**QUÉ SE PIDE:** Localiza en los datos todas las líneas que contienen la palabra "ground" y cópialas tal como aparecen.

======== ENTRADAS PROPORCIONADAS ========

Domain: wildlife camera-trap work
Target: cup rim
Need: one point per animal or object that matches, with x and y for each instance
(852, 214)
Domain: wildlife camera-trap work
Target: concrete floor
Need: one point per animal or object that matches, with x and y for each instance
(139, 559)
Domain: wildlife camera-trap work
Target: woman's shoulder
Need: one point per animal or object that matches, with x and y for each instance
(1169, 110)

========
======== ENTRADAS PROPORCIONADAS ========

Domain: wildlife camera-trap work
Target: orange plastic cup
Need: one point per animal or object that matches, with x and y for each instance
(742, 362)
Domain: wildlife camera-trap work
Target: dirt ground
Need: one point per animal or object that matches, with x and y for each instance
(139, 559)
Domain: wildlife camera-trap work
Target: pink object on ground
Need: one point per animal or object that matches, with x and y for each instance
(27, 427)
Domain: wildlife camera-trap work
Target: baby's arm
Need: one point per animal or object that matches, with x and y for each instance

========
======== ENTRADAS PROPORCIONADAS ========

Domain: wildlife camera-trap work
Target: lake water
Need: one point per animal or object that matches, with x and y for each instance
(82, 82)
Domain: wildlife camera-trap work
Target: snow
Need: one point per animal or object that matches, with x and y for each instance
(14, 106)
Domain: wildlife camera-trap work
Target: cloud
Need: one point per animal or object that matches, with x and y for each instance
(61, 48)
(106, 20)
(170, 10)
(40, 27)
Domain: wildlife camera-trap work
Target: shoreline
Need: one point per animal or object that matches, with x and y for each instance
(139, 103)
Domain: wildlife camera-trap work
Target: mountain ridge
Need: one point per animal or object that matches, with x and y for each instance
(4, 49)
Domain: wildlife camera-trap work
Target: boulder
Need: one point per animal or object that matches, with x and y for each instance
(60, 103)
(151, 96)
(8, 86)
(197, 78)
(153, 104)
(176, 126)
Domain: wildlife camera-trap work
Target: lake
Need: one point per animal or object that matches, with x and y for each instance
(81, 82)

========

**SOLUCIÓN ESCRITA:**
Target: dirt ground
Target: pink object on ground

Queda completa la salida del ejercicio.